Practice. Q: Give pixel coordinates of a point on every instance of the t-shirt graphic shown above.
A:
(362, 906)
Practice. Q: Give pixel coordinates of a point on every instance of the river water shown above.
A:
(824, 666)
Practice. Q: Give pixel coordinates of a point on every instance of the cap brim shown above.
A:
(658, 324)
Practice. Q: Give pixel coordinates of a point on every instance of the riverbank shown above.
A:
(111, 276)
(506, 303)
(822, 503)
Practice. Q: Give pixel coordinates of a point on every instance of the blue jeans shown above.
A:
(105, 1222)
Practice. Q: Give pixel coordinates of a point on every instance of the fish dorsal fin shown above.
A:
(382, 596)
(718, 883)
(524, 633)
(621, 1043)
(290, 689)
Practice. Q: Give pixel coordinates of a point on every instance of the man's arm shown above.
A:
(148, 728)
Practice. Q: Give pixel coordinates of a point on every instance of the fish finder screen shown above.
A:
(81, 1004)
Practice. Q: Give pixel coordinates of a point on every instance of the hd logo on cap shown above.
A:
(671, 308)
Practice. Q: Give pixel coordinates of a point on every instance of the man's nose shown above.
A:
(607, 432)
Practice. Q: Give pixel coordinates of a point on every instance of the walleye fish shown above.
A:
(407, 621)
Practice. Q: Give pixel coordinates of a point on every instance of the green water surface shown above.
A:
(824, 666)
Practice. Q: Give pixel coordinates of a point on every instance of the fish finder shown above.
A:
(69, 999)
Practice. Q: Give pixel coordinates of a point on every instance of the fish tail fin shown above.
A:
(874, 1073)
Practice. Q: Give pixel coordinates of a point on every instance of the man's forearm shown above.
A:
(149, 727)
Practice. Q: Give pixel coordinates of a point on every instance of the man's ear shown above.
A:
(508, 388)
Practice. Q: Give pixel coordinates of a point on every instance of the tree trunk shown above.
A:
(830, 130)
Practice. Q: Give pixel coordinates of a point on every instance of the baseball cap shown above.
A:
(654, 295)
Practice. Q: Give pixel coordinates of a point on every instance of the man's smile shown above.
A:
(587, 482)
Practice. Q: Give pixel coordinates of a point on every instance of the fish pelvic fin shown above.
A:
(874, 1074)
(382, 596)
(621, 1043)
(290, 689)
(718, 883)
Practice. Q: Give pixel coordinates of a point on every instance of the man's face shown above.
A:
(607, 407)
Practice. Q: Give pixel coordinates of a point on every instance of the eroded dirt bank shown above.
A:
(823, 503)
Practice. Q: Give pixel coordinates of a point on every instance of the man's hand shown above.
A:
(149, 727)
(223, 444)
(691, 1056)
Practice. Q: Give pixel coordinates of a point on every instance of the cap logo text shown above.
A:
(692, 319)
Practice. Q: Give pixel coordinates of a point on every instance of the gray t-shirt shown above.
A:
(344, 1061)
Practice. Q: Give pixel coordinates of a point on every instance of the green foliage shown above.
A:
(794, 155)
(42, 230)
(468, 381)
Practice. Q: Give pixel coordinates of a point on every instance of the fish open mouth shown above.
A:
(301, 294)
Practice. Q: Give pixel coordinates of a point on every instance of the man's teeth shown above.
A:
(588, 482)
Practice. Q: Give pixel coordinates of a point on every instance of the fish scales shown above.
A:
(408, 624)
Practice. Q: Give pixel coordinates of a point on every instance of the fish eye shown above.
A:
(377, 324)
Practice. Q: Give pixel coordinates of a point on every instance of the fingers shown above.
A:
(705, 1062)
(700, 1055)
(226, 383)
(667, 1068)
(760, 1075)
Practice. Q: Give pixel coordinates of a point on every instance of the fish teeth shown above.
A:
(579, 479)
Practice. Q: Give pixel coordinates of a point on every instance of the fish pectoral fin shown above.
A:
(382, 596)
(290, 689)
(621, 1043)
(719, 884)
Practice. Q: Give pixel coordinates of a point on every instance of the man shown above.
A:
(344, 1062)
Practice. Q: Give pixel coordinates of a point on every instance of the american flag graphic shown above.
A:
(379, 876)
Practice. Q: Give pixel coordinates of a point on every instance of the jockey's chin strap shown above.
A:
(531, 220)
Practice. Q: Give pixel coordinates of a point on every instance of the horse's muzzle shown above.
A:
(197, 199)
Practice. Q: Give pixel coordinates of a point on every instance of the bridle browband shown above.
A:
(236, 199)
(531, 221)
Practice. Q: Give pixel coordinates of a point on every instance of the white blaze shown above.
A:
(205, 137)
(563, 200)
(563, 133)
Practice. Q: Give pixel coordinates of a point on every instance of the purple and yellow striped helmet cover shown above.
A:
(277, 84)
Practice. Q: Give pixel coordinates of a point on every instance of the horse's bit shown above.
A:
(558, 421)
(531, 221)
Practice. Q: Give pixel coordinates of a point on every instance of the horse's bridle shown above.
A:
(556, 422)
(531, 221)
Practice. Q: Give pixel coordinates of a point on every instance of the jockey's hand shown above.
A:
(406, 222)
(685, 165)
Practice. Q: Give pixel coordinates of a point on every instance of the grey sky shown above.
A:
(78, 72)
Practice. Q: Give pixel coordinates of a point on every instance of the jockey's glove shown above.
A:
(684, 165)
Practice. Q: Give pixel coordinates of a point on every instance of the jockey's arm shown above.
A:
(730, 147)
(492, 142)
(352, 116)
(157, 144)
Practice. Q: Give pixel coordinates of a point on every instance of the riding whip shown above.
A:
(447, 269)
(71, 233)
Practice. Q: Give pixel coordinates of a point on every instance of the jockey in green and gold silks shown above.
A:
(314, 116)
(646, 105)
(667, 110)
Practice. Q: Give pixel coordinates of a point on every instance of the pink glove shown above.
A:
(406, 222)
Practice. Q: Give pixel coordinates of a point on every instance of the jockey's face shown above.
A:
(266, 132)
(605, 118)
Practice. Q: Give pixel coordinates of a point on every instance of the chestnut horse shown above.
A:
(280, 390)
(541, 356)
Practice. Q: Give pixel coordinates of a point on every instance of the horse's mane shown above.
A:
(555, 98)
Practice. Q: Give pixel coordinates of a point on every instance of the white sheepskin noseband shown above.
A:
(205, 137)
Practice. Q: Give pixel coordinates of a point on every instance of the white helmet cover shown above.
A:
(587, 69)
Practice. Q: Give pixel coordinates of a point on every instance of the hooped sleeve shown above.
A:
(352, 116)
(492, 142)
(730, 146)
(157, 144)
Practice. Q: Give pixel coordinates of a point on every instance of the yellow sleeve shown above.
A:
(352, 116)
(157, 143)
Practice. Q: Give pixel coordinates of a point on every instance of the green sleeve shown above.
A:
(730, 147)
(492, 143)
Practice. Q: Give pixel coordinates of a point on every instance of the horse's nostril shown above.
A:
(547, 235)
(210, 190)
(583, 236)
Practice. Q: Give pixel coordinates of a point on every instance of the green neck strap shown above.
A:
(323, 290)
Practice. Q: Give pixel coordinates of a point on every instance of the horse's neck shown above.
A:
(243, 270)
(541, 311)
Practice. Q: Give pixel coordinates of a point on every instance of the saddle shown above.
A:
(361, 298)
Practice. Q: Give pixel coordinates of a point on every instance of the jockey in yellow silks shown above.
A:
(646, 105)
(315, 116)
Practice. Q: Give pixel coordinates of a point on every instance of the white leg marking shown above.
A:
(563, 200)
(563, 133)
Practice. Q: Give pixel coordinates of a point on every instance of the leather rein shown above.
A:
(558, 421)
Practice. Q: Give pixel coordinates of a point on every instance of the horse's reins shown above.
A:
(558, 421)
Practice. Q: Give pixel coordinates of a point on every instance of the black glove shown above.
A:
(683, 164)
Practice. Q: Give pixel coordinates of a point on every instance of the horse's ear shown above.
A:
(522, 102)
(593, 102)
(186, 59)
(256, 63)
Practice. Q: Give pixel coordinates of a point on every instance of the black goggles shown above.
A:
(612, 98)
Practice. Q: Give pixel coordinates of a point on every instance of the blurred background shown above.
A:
□ □ □ □
Instructions for the task:
Copy each of the records above so that nothing differs from the original.

Exercise solution:
Practice. Q: Give pixel coordinates of a point on every instance of the t-shirt graphic shown above.
A:
(362, 906)
Practice. Q: Give pixel coordinates of a point on every instance of the river water shown above.
A:
(824, 666)
Practice. Q: Give pixel coordinates of a point on every instance of the cap brim shown above.
A:
(658, 324)
Practice. Q: Give pixel coordinates of a point on every instance of the riverbank shown above.
A:
(111, 276)
(506, 303)
(822, 503)
Practice. Q: Give pixel coordinates of a point on every instance of the blue jeans shown above.
A:
(105, 1222)
Practice. Q: Give pixel coordinates of a point on every instance of the fish dorsal fin shown above.
A:
(382, 596)
(718, 883)
(524, 633)
(621, 1043)
(290, 689)
Practice. Q: Give pixel coordinates of a point on every instance of the man's arm shown above.
A:
(148, 728)
Practice. Q: Give pixel coordinates of a point on every instance of the fish finder screen shown above.
A:
(81, 1004)
Practice. Q: Give pixel coordinates of a point on every instance of the hd logo on cap shown above.
A:
(671, 308)
Practice. Q: Give pixel coordinates of a point on every instance of the man's nose shown above.
A:
(607, 432)
Practice. Q: Give pixel coordinates of a point on every instance of the walleye fish shown above.
A:
(407, 621)
Practice. Q: Give pixel coordinates of a point on every instance of the green water surface shown above.
A:
(824, 666)
Practice. Q: Give pixel coordinates of a point on every instance of the fish finder shown above.
A:
(69, 999)
Practice. Q: Give pixel coordinates of a point on every instance of the fish tail fin shown above.
A:
(874, 1073)
Practice. Q: Give pixel coordinates of a point on every instance of the man's forearm shown above.
A:
(149, 727)
Practice. Q: Give pixel coordinates of a point on every instance of the man's ear shown above.
A:
(508, 388)
Practice. Q: Give pixel coordinates of a point on every instance of the tree trunk shown above.
A:
(830, 130)
Practice. Q: Give pixel coordinates of a point on every instance of the baseball cap shown above.
A:
(654, 295)
Practice. Q: Give pixel coordinates of a point on every instance of the man's smile shown above.
A:
(587, 482)
Practice. Q: Give pixel coordinates of a point on every instance of the fish pelvic fin shown above.
A:
(874, 1074)
(382, 596)
(621, 1043)
(290, 689)
(718, 883)
Practice. Q: Give pixel coordinates of a point on every instance of the man's face shown above.
A:
(607, 407)
Practice. Q: Give pixel coordinates of a point on every instance of the eroded dirt bank shown above.
A:
(823, 503)
Practice. Q: Give pixel coordinates of a point on every instance of the man's hand shown above.
A:
(149, 727)
(223, 444)
(691, 1056)
Practice. Q: Give pixel coordinates of a point on every instance of the cap logo text shown above.
A:
(692, 319)
Practice. Q: Give pixel coordinates of a point on every instance of the gray t-shirt shown above.
A:
(344, 1061)
Practice. Q: Give pixel coordinates of a point on every instance of the green foliage shown above.
A:
(794, 155)
(42, 230)
(468, 381)
Practice. Q: Give pixel coordinates of a point on every instance of the fish open mouth shown above.
A:
(301, 294)
Practice. Q: Give pixel coordinates of a point on every instance of the man's teeth shown above.
A:
(588, 482)
Practice. Q: Give pixel coordinates of a point on every instance of the fish scales shown above.
A:
(408, 624)
Practice. Q: Give pixel coordinates of a point on every instance of the fish eye shown above.
A:
(377, 324)
Practice. Q: Give pixel coordinates of a point on every instance of the fingers shown above.
A:
(705, 1062)
(700, 1055)
(226, 383)
(667, 1068)
(760, 1075)
Practice. Q: Give pixel coordinates of a point on every instance of the fish teeth shown above.
A:
(579, 479)
Practice. Q: Give pixel coordinates of a point on every instance of the fish pectoral fin shown above.
A:
(382, 596)
(290, 689)
(621, 1043)
(719, 884)
Practice. Q: Give pixel coordinates of a point on every instance of the man shown above.
A:
(344, 1062)
Practice. Q: Give pixel coordinates of a point on every instance of the american flag graphic shown above.
A:
(379, 876)
Practice. Q: Give pixel coordinates of a point on every instance of the jockey's chin strap shown above.
A:
(531, 220)
Practice. Q: Give pixel coordinates of a point on every instance of the horse's muzzle shown above.
A:
(197, 199)
Practice. Q: Give pixel coordinates of a point on every instance of the bridle browband shown above.
A:
(236, 199)
(531, 221)
Practice. Q: Give pixel coordinates of a point on every instance of the white blaze shown above.
A:
(205, 137)
(563, 200)
(563, 133)
Practice. Q: Give pixel coordinates of a point on every instance of the purple and yellow striped helmet cover shown above.
A:
(277, 84)
Practice. Q: Give pixel coordinates of a point on every instance of the horse's bit shown above.
A:
(558, 421)
(531, 221)
Practice. Q: Give pixel coordinates of a point on every instance of the horse's bridle shown above.
A:
(556, 422)
(531, 221)
Practice. Q: Give pixel coordinates of a point on every instance of the jockey's hand shown above.
A:
(406, 222)
(685, 165)
Practice. Q: Give pixel coordinates of a point on every instance of the grey sky shown above.
A:
(78, 72)
Practice. Q: Give pixel coordinates of a point on every instance of the jockey's glove shown above.
A:
(684, 165)
Practice. Q: Give pixel coordinates of a point on every instance of the jockey's arm shown above.
A:
(730, 147)
(492, 142)
(352, 116)
(157, 144)
Practice. Q: Give pixel coordinates of a point on every instance of the riding whip shown above.
A:
(447, 269)
(71, 233)
Practice. Q: Give pixel coordinates of a point on every instance of the jockey in green and gold silks shown above.
A:
(314, 116)
(646, 105)
(667, 110)
Practice. Q: Give pixel coordinates of a point on every instance of the pink glove shown above.
A:
(406, 222)
Practice. Q: Give pixel coordinates of a point on every instance of the jockey's face shown above.
A:
(266, 132)
(605, 118)
Practice. Q: Give pixel coordinates of a point on every instance of the chestnut horse shown above.
A:
(280, 390)
(541, 356)
Practice. Q: Give pixel coordinates of a point on every instance of the horse's mane shown above.
A:
(555, 98)
Practice. Q: Give pixel coordinates of a point on every instance of the white sheepskin noseband shown above.
A:
(205, 137)
Practice. Q: Give pixel coordinates of a point on every instance of the white helmet cover shown above.
A:
(587, 69)
Practice. Q: Give pixel coordinates of a point on every instance of the hooped sleeve shown above.
A:
(352, 116)
(492, 142)
(730, 146)
(157, 144)
Practice. Q: Give pixel coordinates of a point on every instance of the yellow sleeve shown above.
A:
(352, 116)
(157, 143)
Practice. Q: Give pixel coordinates of a point on every instance of the green sleeve shown above.
A:
(730, 147)
(492, 143)
Practice. Q: Give pixel coordinates of a point on every instance of the horse's nostril shown above.
A:
(547, 235)
(210, 190)
(583, 236)
Practice. Q: Give pixel coordinates of a point on every instance of the green neck strap shown above.
A:
(323, 290)
Practice. Q: Give pixel coordinates of a point on every instance of the horse's neck shown above.
A:
(243, 270)
(541, 311)
Practice. Q: Give pixel coordinates of a point on every instance of the saddle shown above.
A:
(361, 298)
Practice. Q: Give pixel coordinates of a point on every instance of the jockey in yellow silks shown above.
A:
(646, 105)
(315, 116)
Practice. Q: Give pixel coordinates of a point on every instance of the white leg marking shown above.
A:
(563, 200)
(563, 133)
Practice. Q: Give pixel coordinates of a point on every instance of the leather rein shown above.
A:
(558, 421)
Practice. Q: Give pixel coordinates of a point on every instance of the horse's reins shown above.
A:
(558, 421)
Practice. Q: Give pixel coordinates of a point on every instance of the black glove shown above.
A:
(683, 164)
Practice. Q: Give pixel coordinates of a point on every instance of the horse's ear shown above.
A:
(522, 102)
(593, 102)
(186, 59)
(256, 63)
Practice. Q: Give pixel coordinates of a point on every instance of the black goggles shown above.
A:
(612, 98)
Practice. Q: Give pixel coordinates of a point on every instance of the blurred background shown above.
A:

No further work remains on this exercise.